BLOQUE DE TEXTO =
Pero el infante tiene que salir con una tropa conjunta de moros y cristianos a sofocar una rebelión, y se lleva consigo a nuestros protagonistas. Y sucede que por poco fenece la tropa entera sin entrar en batalla. Atraviesan una región desértica. Tres jornadas cumplidas sin dar con una gota de agua, ni para los soldados ni para las caballerías. Un sol de cuarzo arriba y un horno de arena abajo les puso en ansia de muerte. El cronista anota aquí esta hipérbole: «Si hubieran encontrado una arena algo húmeda, la hubieran chupado con ansia de vida». Pero aquel mar de arenas no tiene agua. Y viene el milagro. El milagro de la fe evangélica: Os aseguro que, si uno le dice al monte ése: "Quítate de ahí y tírate al mar", no con reservas interiores, sino creyendo que va a suceder lo que dice, lo obtendrá (Mc 11,23). Tal es en esos momentos la fe del hermano Berardo. Se dirige vivamente a Dios, toma en sus manos una varita, y -zahorí divino- perfora con ella la arena reseca, y brota una fuente de agua abundante, con la que sacian su sed hombres y bestias, con la que colman todos los odres y pellejos disponibles. Y calmada la sed, y colmado el suministro, se agota la fuente. Mahometanos y cristianos, maravillados y alborozados, besan los pies y los hábitos de los frailes prodigiosos.

DESAFÍOS =
- a) Responde estas preguntas sobre el relato del hermano Berardo en el desierto:
(i) ¿Cuántas jornadas pasó la tropa sin encontrar agua?
(ii) ¿Qué toma en sus manos el hermano Berardo antes de perforar la arena?
(iii) ¿Qué besan mahometanos y cristianos al final?
- b) Prolonga el relato del hermano Berardo en el desierto a partir de su última oración.

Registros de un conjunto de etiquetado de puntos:

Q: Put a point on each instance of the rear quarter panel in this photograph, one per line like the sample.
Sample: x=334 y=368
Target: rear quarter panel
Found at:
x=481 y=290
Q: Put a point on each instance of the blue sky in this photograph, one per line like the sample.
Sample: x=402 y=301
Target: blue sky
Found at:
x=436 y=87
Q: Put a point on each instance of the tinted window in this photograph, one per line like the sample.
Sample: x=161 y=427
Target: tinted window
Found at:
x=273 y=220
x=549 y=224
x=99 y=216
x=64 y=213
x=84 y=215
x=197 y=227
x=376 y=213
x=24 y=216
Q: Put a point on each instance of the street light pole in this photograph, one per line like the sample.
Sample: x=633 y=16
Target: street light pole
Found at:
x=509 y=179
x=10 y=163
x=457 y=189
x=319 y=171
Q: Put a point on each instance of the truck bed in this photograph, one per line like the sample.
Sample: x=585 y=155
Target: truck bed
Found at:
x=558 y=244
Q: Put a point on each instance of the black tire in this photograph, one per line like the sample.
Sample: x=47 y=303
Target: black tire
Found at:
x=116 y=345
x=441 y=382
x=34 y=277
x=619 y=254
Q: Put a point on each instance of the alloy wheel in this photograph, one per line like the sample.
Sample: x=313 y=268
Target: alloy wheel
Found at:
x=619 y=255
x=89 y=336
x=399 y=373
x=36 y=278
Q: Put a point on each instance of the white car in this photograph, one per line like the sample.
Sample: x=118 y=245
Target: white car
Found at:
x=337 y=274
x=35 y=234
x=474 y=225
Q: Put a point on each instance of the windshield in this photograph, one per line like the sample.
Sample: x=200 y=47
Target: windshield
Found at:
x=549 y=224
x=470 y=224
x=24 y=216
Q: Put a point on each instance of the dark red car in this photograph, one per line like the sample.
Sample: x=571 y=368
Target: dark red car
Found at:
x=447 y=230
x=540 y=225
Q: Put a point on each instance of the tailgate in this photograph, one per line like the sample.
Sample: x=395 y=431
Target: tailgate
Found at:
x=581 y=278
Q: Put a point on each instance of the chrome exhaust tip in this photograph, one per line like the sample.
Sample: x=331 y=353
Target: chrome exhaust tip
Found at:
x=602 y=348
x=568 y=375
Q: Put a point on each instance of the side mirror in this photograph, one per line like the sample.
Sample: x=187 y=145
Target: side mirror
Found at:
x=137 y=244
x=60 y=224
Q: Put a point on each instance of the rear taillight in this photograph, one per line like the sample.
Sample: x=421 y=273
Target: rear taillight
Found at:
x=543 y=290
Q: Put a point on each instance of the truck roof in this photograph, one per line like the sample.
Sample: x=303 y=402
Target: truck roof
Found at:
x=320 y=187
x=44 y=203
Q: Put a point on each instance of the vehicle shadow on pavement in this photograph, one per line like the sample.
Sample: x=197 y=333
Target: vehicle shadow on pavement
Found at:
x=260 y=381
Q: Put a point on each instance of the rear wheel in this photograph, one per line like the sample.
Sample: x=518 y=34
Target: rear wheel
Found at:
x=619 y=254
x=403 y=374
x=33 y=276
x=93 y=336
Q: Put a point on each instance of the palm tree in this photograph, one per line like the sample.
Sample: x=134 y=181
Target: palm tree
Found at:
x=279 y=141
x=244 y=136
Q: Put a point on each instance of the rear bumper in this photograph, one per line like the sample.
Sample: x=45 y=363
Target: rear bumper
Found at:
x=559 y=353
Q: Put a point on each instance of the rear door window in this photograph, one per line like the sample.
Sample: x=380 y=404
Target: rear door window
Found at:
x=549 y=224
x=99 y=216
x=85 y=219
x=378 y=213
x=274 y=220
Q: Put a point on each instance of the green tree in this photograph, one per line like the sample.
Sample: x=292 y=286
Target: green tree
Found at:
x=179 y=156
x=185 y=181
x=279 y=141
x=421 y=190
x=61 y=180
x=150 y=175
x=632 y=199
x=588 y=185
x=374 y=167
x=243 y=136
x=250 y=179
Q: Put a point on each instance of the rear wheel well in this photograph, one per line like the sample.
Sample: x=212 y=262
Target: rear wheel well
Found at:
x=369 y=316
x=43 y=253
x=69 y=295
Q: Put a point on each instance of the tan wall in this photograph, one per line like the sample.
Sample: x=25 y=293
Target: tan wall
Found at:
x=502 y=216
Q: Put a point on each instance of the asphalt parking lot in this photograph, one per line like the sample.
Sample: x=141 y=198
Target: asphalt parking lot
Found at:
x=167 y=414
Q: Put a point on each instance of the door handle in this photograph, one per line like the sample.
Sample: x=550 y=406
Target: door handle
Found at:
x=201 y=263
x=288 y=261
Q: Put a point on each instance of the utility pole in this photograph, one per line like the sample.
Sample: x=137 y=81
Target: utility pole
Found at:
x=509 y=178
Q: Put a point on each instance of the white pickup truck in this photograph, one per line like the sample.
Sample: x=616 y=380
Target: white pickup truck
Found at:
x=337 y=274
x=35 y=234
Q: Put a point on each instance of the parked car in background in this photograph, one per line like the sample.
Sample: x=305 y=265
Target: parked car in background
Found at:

PROBLEMAS RESUELTOS =
- a)
(i) Tres jornadas.
(ii) Una varita.
(iii) Los pies y los hábitos de los frailes.

- b)
Ni sueñan éstos que por aquí les va a venir el principio de su muerte deseada. A su éxito de zahoríes portentosos, se ha ido sumando aquellos días su triunfo apologético sobre uno de los más sabios y devotos de la fe del Islam, reconocido y admirado como tal en todo el reino. Por lo que sea, va también en aquella comitiva guerrera. Y los días son largos, y es permanente la convivencia y conversación entre moros y cristianos, y el docto y fervoroso musulmán se enzarza en agudas discusiones con nuestros protagonistas. Y éstos -no por ser cinco contra uno, sino por la inspiración y oportunidad de sus argumentos- le dejan cada vez en situación de vencido, y él no puede soportar la humillación, y, en cuanto regresan a la capital, se escabulle del grupo y desaparece del reino.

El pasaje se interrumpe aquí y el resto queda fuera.